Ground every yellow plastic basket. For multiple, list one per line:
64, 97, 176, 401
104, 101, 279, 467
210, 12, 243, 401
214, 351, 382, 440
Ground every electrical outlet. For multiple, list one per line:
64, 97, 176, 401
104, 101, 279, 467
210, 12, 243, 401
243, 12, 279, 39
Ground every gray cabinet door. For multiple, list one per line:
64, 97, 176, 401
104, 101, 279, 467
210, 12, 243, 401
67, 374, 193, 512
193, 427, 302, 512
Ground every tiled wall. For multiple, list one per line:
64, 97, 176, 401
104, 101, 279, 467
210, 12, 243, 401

==========

Could you report how many lines in the data above include the word "every"? Give the number and nothing more.

§ REPLY TO THE TASK
4